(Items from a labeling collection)
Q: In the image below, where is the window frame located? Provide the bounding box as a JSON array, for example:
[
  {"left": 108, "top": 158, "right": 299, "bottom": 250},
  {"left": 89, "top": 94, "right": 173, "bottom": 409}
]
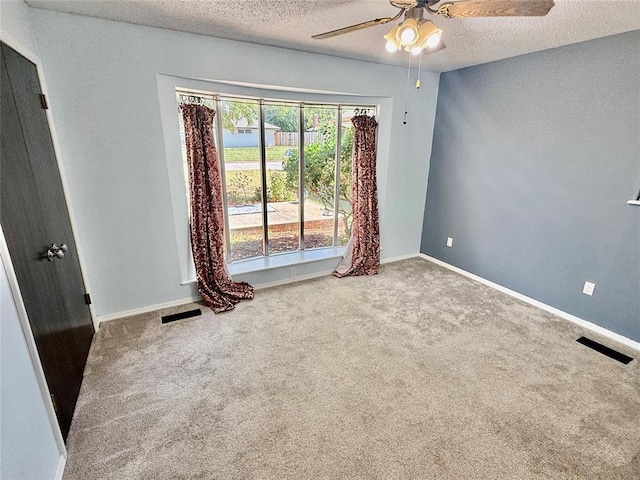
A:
[
  {"left": 156, "top": 73, "right": 384, "bottom": 286},
  {"left": 176, "top": 88, "right": 379, "bottom": 264}
]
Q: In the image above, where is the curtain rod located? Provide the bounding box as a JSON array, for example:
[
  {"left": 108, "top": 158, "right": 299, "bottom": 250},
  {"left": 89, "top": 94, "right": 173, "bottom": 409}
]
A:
[{"left": 176, "top": 88, "right": 378, "bottom": 115}]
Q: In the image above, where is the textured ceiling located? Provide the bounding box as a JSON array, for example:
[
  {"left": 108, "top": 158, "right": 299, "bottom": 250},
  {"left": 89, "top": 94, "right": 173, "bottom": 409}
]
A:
[{"left": 26, "top": 0, "right": 640, "bottom": 72}]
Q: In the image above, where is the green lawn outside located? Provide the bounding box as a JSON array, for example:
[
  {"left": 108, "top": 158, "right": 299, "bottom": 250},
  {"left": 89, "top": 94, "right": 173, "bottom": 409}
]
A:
[{"left": 224, "top": 146, "right": 294, "bottom": 163}]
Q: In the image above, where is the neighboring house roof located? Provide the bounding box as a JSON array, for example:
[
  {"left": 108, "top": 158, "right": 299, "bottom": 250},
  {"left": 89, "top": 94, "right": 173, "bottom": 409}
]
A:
[{"left": 234, "top": 118, "right": 281, "bottom": 130}]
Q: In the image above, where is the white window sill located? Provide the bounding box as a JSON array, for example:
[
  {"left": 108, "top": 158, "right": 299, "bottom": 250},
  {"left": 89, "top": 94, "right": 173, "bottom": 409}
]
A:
[{"left": 182, "top": 247, "right": 345, "bottom": 285}]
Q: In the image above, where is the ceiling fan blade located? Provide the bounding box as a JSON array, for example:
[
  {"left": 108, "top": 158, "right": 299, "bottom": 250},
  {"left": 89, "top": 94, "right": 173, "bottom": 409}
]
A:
[
  {"left": 311, "top": 9, "right": 404, "bottom": 40},
  {"left": 438, "top": 0, "right": 554, "bottom": 18}
]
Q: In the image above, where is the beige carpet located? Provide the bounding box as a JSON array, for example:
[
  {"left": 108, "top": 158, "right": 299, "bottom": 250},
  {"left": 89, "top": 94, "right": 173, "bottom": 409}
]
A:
[{"left": 64, "top": 258, "right": 640, "bottom": 480}]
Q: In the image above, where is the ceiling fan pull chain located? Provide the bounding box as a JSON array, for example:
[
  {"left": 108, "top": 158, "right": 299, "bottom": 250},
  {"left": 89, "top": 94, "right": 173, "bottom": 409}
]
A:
[{"left": 402, "top": 55, "right": 413, "bottom": 125}]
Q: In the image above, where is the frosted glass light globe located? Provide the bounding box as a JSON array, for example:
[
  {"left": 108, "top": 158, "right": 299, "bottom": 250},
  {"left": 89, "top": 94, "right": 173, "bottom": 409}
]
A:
[
  {"left": 425, "top": 33, "right": 440, "bottom": 48},
  {"left": 400, "top": 27, "right": 418, "bottom": 45}
]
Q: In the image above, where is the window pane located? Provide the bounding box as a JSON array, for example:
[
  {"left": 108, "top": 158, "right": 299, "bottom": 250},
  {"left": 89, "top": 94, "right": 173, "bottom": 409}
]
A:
[
  {"left": 337, "top": 109, "right": 354, "bottom": 246},
  {"left": 264, "top": 104, "right": 300, "bottom": 255},
  {"left": 304, "top": 106, "right": 338, "bottom": 249},
  {"left": 221, "top": 100, "right": 264, "bottom": 261}
]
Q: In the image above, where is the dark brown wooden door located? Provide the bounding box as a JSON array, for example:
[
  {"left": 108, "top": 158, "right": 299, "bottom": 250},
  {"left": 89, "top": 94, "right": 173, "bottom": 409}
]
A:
[{"left": 0, "top": 43, "right": 94, "bottom": 439}]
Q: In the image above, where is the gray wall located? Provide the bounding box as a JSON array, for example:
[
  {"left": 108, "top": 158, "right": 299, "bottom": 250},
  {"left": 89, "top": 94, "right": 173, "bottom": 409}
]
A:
[
  {"left": 31, "top": 9, "right": 439, "bottom": 317},
  {"left": 421, "top": 31, "right": 640, "bottom": 341}
]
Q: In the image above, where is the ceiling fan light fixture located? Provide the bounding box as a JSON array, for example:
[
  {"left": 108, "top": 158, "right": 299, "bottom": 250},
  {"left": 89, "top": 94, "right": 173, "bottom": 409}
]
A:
[{"left": 396, "top": 18, "right": 420, "bottom": 47}]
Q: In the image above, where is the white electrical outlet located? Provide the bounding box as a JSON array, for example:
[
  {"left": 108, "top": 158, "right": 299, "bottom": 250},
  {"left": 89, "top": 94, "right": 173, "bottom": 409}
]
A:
[{"left": 582, "top": 282, "right": 596, "bottom": 296}]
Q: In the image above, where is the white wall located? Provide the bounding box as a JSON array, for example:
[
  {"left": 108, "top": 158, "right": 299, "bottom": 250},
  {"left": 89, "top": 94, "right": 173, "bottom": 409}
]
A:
[
  {"left": 32, "top": 10, "right": 438, "bottom": 316},
  {"left": 0, "top": 0, "right": 37, "bottom": 54}
]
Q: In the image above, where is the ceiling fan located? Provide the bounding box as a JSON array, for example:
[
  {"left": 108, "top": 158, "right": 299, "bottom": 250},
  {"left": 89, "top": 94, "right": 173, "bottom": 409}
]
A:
[{"left": 311, "top": 0, "right": 554, "bottom": 54}]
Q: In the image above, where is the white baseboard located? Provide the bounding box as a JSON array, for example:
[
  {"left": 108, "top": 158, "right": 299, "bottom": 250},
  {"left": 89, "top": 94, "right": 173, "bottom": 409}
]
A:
[
  {"left": 380, "top": 253, "right": 420, "bottom": 264},
  {"left": 54, "top": 455, "right": 67, "bottom": 480},
  {"left": 418, "top": 253, "right": 640, "bottom": 351},
  {"left": 97, "top": 296, "right": 202, "bottom": 325},
  {"left": 253, "top": 269, "right": 333, "bottom": 290}
]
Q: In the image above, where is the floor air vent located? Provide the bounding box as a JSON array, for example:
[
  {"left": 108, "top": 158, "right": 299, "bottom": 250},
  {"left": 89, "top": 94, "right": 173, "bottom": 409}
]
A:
[
  {"left": 162, "top": 308, "right": 202, "bottom": 323},
  {"left": 576, "top": 337, "right": 633, "bottom": 365}
]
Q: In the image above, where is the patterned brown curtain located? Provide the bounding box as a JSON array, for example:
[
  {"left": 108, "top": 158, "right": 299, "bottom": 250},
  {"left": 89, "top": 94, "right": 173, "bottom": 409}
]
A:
[
  {"left": 333, "top": 115, "right": 380, "bottom": 277},
  {"left": 180, "top": 104, "right": 253, "bottom": 313}
]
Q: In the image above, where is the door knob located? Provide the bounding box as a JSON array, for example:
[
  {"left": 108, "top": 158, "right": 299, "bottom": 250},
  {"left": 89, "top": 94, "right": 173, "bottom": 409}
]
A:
[{"left": 47, "top": 243, "right": 68, "bottom": 262}]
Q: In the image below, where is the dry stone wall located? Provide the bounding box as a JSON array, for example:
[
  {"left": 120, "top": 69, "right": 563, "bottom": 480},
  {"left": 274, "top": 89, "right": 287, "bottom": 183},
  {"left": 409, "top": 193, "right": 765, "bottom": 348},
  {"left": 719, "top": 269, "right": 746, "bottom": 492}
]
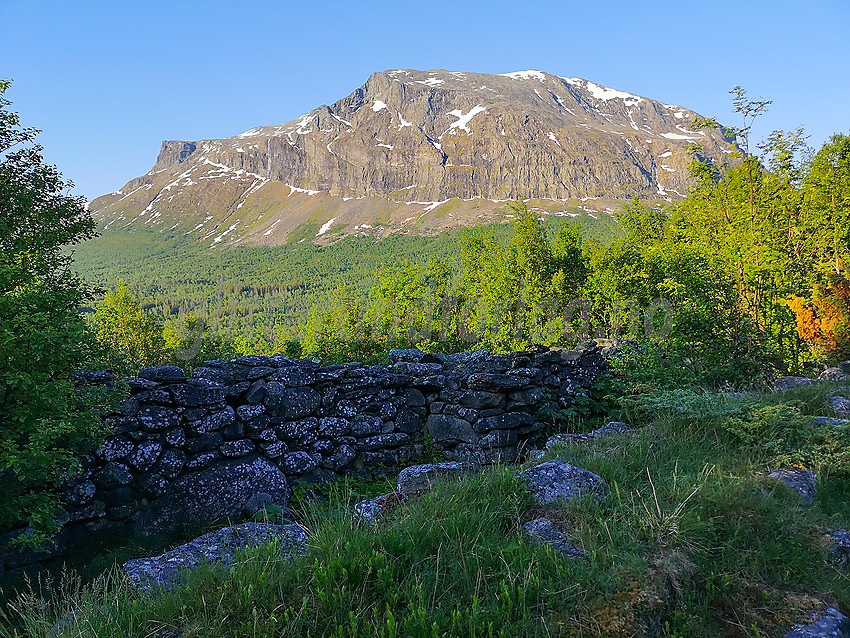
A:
[{"left": 6, "top": 343, "right": 604, "bottom": 572}]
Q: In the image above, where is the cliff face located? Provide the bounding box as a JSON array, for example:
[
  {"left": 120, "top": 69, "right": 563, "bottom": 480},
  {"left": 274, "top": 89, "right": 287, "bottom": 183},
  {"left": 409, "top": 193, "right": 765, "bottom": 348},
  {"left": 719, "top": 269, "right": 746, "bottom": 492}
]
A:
[{"left": 92, "top": 70, "right": 735, "bottom": 243}]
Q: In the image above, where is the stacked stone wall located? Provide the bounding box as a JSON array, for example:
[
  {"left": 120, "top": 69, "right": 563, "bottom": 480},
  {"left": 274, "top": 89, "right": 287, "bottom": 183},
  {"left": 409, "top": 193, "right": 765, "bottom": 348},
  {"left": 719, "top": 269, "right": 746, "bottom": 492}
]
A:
[{"left": 0, "top": 344, "right": 603, "bottom": 572}]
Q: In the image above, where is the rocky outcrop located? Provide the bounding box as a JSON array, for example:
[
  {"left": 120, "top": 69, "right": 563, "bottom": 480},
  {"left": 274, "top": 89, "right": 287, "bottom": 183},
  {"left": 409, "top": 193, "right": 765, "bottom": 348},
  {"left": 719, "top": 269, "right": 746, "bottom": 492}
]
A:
[
  {"left": 124, "top": 523, "right": 307, "bottom": 589},
  {"left": 92, "top": 70, "right": 737, "bottom": 245},
  {"left": 546, "top": 421, "right": 631, "bottom": 450},
  {"left": 4, "top": 343, "right": 604, "bottom": 566},
  {"left": 785, "top": 607, "right": 850, "bottom": 638},
  {"left": 396, "top": 461, "right": 475, "bottom": 495},
  {"left": 521, "top": 460, "right": 607, "bottom": 506},
  {"left": 768, "top": 467, "right": 818, "bottom": 504},
  {"left": 522, "top": 518, "right": 585, "bottom": 558}
]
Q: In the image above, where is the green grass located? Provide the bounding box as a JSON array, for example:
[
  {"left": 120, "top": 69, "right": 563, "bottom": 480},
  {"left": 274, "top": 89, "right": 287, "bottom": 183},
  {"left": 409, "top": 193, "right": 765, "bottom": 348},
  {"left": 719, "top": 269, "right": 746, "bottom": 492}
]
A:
[{"left": 0, "top": 386, "right": 850, "bottom": 638}]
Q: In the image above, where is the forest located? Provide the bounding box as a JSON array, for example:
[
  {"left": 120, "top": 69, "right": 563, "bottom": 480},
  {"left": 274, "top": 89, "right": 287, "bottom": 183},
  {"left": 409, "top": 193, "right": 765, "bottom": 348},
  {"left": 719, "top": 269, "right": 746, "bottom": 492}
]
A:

▶ WHAT YOU WILL DO: Copy out, word for word, the lines of the material from the one containing "Q: In the image above, where is the forest" through the final line, including both the starting line and the last line.

▶ THE REPLY:
Q: In the image above, where is the forest located? Provide the bounding box as a JSON array, for example:
[
  {"left": 120, "top": 69, "right": 563, "bottom": 480},
  {"left": 274, "top": 89, "right": 287, "bottom": 183},
  {"left": 409, "top": 193, "right": 765, "bottom": 348},
  {"left": 719, "top": 269, "right": 746, "bottom": 492}
]
A:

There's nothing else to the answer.